__Textauszug__.
⟨
Björn Liese: Die geplante Nutzung des Gebäudes hat sich mit den InvestorInnen weiterentwickelt, die im späteren Verlauf der Planung dazukamen. Die Struktur lässt so eine flexible Unterteilung der Geschosse zu, die an die Lebensphasen und den Bedarf der BewohnerInnen angepasst werden kann. Zudem hat jede Person eigene Vorstellungen, wieviel Sichtbeton und Spuren des Abbruchbaggers im Innenraum gewünscht sind. Zu meiner Freude ist der Sichtbeton sehr beliebt: 15 Wohneinheiten fasst der Bunker und von diesen hat nur eine Partei beschlossen, eine der Bestandswände zu verputzen. Mit Blick auf die Grundrisse gibt es in den Eigentumswohnungen Kernzonen, um die entweder wie in Form von Windmühlensegeln Wände eingezogen werden können. Die Dämmung haben wir indes von außen angebracht.
Was war Ihnen bei der Auswahl der Unternehmen für die Innenausstattung wichtig – ich habe gesehen, sie haben unter anderem mit Hager (Berker) zusammengearbeitet?
Björn Liese: Wir haben eine Grundausstattung beplant und bemustert, unter anderem mit Berker "R.classic". Die EigentümerInnen können im Nachgang dann selbst entscheiden, inwieweit sie diese beibehalten möchten.
Das Gebäude ist Co2 neutral, wie wird das erreicht?
Björn Liese: Die Kennzeichnung der Co2-Neutralität bezieht sich in erster Linie auf die Beheizung des Gebäudes. Die Planung für den Umbau begann Ende 2012, im Jahr 2014 haben wir die ersten Pflöcke eingeschlagen – weit vor den aktuellen Kriegsauswirkungen wie der Energieversorgungskrise. Der Bauherr hatte dennoch damals sehr weitsichtig gesagt, "er möchte sich nicht abhängig machen von Putins Gas". Es hat eine Weile gedauert, bis wir Unternehmen und PlanerInnen gefunden hatten, die eine Kombination aus Wärmepumpe, Eisspeicher und Wärmerückgewinnung umsetzen konnten. Die Anlagen dazu werden mit Ökostrom betrieben und sind auf den Restflächen rund um den Bunker verbaut. Das System ist sehr zuverlässig und dient als Erfahrungswert für weitere Projekte. Parallel zeigt es uns aber auch, dass wir unsere Bauvorhaben angesichts des Klimawandels zukünftig noch wandlungsfähiger planen müssen.
Welche "Lessons learned" haben sie für die folgende Projekte mitgenommen?
⟩
__In einem Datensatz aufgeführte Einträge__.
⟨
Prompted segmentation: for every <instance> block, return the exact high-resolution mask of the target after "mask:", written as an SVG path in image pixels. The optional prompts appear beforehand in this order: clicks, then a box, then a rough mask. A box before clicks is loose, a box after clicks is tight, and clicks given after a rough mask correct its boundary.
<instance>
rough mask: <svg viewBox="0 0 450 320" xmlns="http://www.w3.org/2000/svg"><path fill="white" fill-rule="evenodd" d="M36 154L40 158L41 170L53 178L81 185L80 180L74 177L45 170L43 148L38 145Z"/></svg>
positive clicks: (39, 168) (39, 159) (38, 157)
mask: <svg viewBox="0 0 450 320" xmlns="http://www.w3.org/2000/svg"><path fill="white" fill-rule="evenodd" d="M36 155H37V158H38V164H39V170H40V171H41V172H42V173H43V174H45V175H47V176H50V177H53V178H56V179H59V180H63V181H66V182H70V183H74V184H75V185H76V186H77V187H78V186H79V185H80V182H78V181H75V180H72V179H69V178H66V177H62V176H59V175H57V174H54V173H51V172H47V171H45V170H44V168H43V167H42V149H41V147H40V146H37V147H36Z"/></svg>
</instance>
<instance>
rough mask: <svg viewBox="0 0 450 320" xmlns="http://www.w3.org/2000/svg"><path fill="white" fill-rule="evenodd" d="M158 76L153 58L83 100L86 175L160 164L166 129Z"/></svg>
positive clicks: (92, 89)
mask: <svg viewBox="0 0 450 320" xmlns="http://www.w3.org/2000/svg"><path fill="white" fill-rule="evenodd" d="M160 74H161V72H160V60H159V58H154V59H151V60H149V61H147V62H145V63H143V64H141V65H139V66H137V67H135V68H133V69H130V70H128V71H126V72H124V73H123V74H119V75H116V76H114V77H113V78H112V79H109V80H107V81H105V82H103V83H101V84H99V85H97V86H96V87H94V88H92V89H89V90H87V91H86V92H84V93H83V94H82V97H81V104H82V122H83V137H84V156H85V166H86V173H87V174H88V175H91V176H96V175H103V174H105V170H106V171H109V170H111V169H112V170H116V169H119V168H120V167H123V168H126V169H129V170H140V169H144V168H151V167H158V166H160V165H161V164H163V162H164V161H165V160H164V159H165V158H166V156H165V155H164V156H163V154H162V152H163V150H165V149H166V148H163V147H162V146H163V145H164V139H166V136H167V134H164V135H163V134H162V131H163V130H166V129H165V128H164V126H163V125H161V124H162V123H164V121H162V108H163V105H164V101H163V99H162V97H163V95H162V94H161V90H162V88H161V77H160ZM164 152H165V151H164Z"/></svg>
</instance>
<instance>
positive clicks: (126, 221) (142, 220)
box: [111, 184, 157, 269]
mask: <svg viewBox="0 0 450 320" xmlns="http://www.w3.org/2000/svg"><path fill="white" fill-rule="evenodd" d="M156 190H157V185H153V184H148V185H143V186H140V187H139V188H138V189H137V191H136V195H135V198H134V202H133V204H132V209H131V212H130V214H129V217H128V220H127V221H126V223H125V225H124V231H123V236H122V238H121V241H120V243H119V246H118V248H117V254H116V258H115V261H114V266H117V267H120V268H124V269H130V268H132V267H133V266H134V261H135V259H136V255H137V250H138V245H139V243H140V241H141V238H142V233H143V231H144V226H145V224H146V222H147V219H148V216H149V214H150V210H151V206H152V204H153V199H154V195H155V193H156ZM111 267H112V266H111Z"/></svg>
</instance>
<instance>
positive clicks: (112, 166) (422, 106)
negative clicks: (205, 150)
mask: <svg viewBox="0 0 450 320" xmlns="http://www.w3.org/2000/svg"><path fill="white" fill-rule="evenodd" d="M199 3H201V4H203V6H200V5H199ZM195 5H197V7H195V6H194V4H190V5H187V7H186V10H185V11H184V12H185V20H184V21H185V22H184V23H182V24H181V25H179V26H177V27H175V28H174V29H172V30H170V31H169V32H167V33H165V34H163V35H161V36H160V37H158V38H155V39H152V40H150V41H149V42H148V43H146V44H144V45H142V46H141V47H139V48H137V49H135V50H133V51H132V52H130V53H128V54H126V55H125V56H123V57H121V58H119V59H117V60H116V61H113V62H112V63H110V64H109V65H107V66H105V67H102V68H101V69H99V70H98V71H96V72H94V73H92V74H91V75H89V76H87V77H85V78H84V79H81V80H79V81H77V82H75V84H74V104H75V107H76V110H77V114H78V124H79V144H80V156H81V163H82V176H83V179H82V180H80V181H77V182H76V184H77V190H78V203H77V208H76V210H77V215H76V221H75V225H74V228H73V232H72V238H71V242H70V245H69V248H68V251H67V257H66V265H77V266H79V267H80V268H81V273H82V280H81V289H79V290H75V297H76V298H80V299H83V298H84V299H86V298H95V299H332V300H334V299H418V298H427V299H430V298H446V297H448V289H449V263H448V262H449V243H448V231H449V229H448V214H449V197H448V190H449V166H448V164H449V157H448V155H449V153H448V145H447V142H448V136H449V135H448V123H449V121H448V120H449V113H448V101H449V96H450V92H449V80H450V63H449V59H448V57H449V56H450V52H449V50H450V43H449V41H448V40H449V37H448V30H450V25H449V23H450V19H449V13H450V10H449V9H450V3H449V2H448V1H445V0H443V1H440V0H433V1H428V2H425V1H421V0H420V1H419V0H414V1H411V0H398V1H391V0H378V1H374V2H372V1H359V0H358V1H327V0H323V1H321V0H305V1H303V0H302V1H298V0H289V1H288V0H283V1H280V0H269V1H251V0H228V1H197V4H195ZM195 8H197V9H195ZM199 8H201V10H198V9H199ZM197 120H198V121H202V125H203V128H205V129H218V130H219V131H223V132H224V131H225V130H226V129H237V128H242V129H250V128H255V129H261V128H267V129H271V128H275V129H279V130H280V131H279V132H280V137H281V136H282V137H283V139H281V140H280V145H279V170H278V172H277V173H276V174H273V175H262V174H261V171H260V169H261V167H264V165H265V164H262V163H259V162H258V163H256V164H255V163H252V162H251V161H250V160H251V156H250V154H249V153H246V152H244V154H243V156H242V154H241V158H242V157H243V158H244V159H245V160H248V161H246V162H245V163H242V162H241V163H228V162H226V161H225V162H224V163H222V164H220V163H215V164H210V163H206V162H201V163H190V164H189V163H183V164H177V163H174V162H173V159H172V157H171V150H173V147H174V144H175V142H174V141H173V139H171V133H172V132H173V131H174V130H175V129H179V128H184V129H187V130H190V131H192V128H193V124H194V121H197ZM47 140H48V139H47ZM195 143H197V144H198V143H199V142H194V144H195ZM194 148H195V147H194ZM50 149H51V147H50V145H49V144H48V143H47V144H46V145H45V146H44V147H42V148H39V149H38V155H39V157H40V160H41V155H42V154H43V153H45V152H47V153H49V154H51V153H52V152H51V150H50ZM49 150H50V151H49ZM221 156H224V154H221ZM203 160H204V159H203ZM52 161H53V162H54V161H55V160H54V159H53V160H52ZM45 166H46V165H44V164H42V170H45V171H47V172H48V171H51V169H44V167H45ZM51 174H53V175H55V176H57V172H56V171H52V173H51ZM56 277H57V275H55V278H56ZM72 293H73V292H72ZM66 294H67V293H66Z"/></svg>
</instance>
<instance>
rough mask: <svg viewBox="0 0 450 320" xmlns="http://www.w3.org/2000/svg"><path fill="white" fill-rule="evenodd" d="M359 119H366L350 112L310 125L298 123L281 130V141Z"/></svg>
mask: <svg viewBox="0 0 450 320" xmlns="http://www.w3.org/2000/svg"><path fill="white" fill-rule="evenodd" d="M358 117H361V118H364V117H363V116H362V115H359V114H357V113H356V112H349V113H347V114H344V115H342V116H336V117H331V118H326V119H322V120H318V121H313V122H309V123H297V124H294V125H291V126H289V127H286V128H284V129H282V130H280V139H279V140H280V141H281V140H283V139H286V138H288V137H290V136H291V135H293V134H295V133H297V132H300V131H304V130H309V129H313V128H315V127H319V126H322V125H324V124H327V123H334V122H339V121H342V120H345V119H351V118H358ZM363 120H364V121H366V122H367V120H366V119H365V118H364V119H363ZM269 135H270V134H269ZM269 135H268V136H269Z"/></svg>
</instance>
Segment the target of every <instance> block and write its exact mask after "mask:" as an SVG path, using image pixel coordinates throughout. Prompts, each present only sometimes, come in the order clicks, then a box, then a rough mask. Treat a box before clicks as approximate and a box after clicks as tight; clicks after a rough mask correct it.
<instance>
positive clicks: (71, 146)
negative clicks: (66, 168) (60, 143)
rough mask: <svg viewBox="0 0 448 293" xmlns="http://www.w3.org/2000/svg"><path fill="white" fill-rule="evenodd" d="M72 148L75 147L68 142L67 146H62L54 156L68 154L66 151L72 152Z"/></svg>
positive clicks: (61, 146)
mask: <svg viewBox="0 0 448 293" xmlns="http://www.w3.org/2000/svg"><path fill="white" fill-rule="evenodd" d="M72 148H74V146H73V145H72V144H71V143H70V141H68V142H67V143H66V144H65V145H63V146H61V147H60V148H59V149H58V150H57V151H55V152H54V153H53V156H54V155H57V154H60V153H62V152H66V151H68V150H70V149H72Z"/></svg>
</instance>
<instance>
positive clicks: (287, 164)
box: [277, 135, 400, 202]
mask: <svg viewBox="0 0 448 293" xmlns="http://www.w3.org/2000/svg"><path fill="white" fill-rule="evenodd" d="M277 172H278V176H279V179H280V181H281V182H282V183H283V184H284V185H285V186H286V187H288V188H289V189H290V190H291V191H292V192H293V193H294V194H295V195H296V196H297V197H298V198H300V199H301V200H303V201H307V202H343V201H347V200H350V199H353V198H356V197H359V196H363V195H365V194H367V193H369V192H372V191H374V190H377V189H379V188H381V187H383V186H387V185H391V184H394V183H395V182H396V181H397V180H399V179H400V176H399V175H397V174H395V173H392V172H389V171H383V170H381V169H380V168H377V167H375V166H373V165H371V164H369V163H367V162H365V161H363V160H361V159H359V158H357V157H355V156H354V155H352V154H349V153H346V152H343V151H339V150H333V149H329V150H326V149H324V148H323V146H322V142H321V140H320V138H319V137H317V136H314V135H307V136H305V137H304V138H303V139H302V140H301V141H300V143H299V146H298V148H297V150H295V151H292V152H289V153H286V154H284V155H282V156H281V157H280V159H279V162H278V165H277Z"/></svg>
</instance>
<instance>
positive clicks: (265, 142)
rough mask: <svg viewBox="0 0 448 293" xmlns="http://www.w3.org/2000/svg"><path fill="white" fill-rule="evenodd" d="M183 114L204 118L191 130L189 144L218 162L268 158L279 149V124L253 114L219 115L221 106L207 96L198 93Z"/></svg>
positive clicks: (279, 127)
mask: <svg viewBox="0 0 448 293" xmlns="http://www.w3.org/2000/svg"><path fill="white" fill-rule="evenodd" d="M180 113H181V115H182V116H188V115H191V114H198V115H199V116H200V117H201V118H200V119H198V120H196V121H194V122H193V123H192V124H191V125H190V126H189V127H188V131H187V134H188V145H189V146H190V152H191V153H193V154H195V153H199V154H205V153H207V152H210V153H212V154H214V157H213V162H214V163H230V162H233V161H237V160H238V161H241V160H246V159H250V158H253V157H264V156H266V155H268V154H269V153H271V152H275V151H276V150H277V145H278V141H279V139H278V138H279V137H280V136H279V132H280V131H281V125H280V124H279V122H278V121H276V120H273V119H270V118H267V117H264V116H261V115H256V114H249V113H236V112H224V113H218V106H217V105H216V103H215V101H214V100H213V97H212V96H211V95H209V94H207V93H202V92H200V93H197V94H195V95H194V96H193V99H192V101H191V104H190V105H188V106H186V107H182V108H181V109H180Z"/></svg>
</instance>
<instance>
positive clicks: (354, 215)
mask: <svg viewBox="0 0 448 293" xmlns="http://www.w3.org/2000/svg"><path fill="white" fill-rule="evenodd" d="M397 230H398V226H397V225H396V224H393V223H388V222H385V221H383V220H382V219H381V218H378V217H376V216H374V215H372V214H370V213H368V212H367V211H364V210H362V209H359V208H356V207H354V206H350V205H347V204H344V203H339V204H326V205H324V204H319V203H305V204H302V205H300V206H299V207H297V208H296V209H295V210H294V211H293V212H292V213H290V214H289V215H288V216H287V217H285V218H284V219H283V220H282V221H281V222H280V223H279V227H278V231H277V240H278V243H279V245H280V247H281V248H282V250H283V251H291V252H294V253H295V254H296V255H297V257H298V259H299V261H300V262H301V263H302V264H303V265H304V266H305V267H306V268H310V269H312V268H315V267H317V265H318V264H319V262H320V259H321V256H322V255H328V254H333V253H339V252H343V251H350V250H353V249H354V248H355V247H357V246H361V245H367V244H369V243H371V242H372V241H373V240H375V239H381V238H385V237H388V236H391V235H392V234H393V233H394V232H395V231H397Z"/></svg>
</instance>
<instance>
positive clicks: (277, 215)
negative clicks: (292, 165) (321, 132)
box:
⟩
__Ziel der Übung__. Aktualisiere im Textauszug über den Bunkerumbau alles ab „Was war Ihnen“ bis hinunter zu „wird das erreicht?“ und gib diesen Teil wieder. Ersetze dabei „EigentümerInnen“ durch „BewohnerInnen“.

__Ergebnis der Aufgabe__.
Was war Ihnen bei der Auswahl der Unternehmen für die Innenausstattung wichtig – ich habe gesehen, sie haben unter anderem mit Hager (Berker) zusammengearbeitet?
Björn Liese: Wir haben eine Grundausstattung beplant und bemustert, unter anderem mit Berker "R.classic". Die BewohnerInnen können im Nachgang dann selbst entscheiden, inwieweit sie diese beibehalten möchten.
Das Gebäude ist Co2 neutral, wie wird das erreicht?